● **DATASET RECORDS**:
>>
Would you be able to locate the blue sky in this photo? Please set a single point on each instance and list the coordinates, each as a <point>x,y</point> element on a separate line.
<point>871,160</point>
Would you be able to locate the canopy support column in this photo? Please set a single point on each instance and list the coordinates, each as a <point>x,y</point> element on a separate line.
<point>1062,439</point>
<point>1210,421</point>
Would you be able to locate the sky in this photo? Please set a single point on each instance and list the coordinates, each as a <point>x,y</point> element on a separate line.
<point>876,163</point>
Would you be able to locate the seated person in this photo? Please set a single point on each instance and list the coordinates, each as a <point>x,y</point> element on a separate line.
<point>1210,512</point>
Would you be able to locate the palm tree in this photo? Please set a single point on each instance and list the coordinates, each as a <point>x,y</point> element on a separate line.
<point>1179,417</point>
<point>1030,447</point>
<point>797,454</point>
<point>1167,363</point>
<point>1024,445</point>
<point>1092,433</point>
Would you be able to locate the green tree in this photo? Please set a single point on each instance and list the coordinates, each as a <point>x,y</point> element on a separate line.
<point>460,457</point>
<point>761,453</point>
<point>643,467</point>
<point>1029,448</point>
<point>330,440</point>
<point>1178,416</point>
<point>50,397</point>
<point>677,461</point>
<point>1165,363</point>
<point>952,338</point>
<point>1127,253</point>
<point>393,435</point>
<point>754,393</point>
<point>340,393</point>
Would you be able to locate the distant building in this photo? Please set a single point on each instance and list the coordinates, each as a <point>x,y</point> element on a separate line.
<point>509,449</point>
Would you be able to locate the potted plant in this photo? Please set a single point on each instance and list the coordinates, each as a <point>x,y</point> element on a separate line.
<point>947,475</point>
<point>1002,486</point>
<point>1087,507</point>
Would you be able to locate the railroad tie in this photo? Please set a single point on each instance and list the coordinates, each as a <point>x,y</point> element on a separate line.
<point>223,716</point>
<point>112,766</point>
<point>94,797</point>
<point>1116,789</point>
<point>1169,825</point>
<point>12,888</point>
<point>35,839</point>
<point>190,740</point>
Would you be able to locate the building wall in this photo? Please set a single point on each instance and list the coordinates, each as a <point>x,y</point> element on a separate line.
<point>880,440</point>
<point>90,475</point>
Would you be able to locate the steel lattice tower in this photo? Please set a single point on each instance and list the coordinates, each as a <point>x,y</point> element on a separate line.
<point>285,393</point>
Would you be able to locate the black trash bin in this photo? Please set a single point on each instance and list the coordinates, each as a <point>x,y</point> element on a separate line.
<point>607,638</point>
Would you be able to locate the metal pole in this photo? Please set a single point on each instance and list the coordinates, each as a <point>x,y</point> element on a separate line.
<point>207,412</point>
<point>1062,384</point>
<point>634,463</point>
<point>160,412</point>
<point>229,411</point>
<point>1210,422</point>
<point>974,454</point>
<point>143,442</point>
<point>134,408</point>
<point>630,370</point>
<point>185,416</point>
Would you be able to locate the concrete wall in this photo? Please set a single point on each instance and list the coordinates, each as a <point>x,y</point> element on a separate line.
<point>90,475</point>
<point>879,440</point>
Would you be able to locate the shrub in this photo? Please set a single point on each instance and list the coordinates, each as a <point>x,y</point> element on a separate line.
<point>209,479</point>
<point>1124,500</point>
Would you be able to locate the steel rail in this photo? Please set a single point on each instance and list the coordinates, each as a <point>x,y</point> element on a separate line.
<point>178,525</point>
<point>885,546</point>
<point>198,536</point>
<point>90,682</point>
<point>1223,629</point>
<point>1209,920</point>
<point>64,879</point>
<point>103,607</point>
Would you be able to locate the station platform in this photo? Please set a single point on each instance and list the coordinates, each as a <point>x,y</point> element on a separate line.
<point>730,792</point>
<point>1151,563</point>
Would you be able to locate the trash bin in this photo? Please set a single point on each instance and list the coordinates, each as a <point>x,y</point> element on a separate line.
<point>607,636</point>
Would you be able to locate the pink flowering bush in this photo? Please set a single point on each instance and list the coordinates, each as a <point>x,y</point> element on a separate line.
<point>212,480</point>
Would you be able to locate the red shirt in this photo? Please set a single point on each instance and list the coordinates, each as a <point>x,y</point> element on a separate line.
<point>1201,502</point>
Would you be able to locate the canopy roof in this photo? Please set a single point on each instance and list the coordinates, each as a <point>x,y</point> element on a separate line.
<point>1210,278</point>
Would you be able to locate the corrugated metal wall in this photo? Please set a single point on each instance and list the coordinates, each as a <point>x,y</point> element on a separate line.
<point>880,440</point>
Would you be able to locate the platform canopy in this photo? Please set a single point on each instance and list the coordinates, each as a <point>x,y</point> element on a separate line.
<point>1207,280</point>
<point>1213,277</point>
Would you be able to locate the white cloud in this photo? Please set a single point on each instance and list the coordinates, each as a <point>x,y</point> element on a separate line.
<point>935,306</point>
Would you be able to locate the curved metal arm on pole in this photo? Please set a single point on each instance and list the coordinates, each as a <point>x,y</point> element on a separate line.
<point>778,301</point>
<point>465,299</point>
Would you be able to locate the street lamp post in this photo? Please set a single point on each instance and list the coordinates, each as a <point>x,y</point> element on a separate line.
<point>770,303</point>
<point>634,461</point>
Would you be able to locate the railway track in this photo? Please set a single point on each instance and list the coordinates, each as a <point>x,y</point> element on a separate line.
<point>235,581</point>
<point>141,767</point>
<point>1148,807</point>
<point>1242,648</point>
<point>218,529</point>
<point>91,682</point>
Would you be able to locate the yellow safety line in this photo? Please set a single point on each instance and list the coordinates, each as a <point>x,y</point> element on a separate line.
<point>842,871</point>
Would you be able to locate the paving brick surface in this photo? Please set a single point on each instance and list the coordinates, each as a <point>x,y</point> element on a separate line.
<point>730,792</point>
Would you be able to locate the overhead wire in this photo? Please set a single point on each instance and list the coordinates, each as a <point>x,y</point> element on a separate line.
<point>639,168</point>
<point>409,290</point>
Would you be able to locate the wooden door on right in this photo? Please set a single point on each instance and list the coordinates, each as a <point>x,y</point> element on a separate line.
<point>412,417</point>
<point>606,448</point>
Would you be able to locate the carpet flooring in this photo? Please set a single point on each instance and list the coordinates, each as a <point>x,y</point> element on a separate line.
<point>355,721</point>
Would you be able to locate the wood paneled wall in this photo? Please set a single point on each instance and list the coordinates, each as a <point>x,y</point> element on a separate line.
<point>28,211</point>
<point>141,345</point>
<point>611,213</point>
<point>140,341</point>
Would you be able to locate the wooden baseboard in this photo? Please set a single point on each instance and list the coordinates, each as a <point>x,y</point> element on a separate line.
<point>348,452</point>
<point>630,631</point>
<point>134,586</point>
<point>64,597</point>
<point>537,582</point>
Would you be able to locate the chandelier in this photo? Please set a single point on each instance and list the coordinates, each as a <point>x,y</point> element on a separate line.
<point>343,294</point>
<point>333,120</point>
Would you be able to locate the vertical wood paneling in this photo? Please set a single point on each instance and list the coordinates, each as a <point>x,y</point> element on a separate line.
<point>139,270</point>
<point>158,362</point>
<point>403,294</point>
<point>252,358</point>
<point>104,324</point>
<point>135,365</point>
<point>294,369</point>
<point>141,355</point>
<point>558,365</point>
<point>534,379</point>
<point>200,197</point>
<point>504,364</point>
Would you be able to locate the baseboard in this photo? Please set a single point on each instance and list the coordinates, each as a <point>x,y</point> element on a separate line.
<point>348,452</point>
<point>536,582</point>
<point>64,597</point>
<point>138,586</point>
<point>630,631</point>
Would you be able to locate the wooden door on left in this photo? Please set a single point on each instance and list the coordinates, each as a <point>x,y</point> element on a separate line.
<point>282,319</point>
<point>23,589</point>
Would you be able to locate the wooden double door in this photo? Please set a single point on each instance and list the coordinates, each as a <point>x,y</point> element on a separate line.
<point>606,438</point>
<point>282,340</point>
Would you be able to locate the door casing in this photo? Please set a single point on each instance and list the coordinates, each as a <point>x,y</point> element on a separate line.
<<
● **TASK BRIEF**: From the line holding "Would you be able to locate the baseboard" to the last line of the data above, copy every line exactly and include nothing more.

● **WRITTEN RESPONSE**:
Would you be able to locate the baseboard in this photo? Please set a single point on each instance and list the coordinates, each as a <point>x,y</point> element on a separate line.
<point>348,452</point>
<point>536,582</point>
<point>64,597</point>
<point>138,586</point>
<point>630,631</point>
Would you be able to locate the wooden door on left in this photo? Please set a single point on each instance and list the coordinates, each as a <point>x,y</point> element on a separate line.
<point>282,319</point>
<point>23,589</point>
Would you be able to locate the wooden double door in this photo? Please set a single point on each instance and list the coordinates, each as a <point>x,y</point> element on a separate line.
<point>606,438</point>
<point>282,340</point>
Would you be able to locate the door casing in this photo? Please set a single point on each instance and list the coordinates, each as a <point>x,y</point> element on a separate line.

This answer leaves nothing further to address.